Saturday, July 17, 2004

Terror Alert Level: Fuchsia

Is it me, or are the people who oppose Gay marriage among the dumbest people on the face of the planet? The one arguement I hear that doesn't stem from bible-humping losers is that Marriage is a sacred institution. Sacred institution? Are you fucking kidding me?
Sacred institution, my black ass! Marriage is a goddamn GAME SHOW!
Married by America!? Who Wants to Marry a Multi-Millionaire!? Who Wants to Marry My Dad!? The Bachelor!? The Bachelorette!? Temptation Island!? My Big Fat Obnoxious Fiancee!? Wife Swap!? Outback Jack!?
Marriage isnt an institution! Its a ratings spike! In addition to that, the average marriage today (with straight people, of course) lasts only five years. FIVE YEARS! Thats not long enough to raise a child to the age where he can learn how to ride a bike. That's pathetic.
...and so of course seeing how straight people treat their "sacred institution", its only logical for them to want to keep homosexuals out of it because allowing homosexuals to marry might give marriage a bad name. OH PLEASE!! I guess they feel they have to protect the sanctity of all those drive-thru marriage chapels in Las Vegas.
ZMG: "God? Why are your followers so mindless?"
God: "I don't know, George."

※ ※ ※

» SHORT TASK
In the blog post on gay marriage, list every phrase written entirely in capital letters and followed by an exclamation point.

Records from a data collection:
※ ※ ※

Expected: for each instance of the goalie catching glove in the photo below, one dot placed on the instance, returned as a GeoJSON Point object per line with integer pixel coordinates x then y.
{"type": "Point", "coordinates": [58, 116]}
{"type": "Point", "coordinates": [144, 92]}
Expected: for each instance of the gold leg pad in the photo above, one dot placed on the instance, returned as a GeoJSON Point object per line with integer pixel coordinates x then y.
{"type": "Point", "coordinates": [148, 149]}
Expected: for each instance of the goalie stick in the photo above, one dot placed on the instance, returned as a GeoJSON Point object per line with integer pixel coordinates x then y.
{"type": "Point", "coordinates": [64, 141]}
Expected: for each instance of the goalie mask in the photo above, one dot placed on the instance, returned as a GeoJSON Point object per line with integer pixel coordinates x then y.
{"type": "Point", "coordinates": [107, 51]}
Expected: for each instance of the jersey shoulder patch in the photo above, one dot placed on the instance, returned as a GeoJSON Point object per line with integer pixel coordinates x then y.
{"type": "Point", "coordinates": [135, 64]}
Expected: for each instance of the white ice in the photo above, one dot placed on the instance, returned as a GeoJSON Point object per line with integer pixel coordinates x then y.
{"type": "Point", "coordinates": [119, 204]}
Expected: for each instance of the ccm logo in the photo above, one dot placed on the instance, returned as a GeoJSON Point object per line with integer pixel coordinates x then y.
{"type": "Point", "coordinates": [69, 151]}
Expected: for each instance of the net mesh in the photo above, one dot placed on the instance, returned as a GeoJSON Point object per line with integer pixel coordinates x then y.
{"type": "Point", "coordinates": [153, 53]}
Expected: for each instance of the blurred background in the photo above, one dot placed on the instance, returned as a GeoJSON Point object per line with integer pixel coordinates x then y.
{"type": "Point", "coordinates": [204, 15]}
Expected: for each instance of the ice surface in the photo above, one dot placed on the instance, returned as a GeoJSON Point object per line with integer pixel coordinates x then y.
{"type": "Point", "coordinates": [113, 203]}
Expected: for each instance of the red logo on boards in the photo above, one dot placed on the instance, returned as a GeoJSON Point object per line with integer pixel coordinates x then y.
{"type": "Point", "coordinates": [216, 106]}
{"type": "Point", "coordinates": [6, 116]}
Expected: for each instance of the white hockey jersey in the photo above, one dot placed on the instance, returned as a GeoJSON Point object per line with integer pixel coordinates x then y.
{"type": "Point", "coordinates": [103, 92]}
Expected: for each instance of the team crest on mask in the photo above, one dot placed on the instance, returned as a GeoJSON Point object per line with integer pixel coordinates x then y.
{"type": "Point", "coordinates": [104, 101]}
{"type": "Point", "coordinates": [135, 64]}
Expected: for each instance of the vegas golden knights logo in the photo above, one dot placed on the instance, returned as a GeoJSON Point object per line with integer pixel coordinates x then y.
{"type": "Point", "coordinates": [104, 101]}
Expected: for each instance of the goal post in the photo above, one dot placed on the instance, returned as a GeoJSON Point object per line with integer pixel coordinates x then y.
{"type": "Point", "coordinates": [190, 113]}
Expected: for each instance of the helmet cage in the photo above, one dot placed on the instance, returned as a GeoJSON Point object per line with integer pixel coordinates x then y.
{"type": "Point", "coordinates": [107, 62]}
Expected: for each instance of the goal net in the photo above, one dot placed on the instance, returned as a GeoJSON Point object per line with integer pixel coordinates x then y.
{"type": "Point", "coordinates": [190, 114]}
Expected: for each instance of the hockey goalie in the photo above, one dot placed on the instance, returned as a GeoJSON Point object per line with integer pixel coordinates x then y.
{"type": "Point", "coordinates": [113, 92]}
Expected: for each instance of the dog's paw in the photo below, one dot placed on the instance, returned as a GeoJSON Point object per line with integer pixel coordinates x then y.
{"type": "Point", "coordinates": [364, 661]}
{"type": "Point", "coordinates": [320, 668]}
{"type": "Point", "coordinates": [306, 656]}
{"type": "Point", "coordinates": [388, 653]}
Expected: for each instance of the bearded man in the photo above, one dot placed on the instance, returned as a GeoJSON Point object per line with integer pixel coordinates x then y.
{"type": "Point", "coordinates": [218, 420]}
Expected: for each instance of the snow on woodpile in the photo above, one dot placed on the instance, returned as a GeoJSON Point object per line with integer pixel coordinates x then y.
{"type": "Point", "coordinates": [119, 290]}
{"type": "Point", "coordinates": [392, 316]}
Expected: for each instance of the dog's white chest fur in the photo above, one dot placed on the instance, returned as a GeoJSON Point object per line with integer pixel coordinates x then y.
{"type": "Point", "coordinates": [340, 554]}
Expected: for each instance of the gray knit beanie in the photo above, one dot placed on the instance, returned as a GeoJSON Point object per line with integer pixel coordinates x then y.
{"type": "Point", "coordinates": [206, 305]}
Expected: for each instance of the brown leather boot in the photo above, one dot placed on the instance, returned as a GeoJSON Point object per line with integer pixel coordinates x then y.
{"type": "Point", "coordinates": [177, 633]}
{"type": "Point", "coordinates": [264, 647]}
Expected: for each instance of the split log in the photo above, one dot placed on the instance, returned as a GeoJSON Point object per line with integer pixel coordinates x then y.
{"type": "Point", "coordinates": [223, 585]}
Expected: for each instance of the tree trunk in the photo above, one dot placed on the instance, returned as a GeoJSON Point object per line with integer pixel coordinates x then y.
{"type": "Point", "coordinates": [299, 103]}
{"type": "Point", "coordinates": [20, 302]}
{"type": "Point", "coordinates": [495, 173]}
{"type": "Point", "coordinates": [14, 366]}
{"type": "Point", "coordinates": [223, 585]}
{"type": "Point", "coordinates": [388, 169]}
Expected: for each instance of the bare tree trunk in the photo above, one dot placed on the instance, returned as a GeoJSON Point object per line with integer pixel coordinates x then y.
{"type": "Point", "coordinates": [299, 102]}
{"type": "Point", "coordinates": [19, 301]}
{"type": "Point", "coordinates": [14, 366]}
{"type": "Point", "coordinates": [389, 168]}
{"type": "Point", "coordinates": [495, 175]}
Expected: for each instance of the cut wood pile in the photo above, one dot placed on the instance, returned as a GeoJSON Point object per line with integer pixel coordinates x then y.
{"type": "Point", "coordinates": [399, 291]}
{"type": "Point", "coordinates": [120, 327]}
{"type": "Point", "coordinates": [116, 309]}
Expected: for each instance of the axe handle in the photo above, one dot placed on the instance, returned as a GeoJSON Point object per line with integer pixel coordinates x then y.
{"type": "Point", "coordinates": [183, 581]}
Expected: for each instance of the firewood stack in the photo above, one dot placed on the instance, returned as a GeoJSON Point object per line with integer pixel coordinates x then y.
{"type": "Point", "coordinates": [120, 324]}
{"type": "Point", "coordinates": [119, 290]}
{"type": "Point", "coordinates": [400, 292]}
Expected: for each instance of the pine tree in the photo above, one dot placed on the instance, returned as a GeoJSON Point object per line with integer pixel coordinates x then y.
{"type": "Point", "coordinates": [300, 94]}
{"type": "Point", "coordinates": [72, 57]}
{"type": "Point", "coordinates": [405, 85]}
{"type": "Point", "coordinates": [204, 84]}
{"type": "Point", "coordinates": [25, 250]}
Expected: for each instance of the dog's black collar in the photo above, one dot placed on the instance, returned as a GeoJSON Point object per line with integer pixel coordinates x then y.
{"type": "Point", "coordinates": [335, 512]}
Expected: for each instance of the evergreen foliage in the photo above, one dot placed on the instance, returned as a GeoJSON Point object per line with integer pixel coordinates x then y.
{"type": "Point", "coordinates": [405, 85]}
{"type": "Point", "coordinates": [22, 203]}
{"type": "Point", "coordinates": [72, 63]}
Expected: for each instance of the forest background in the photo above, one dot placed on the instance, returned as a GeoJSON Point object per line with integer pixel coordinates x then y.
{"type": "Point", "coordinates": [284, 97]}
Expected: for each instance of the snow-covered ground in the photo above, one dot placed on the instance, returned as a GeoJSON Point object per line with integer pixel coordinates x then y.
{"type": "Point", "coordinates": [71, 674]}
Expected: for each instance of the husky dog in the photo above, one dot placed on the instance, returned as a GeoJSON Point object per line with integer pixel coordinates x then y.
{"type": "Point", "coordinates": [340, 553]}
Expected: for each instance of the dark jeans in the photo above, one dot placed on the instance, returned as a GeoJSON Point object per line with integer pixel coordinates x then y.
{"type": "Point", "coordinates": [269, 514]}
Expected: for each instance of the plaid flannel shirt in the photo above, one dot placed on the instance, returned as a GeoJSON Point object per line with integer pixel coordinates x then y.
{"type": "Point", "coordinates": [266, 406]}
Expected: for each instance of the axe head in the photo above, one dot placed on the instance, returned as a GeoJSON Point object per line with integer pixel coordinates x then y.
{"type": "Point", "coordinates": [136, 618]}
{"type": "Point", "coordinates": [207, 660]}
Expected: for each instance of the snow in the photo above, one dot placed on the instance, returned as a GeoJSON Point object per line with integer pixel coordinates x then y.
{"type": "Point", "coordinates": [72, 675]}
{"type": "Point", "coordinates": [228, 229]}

※ ※ ※

» SOLUTION TO THE EXERCISE
GAME SHOW
FIVE YEARS
OH PLEASE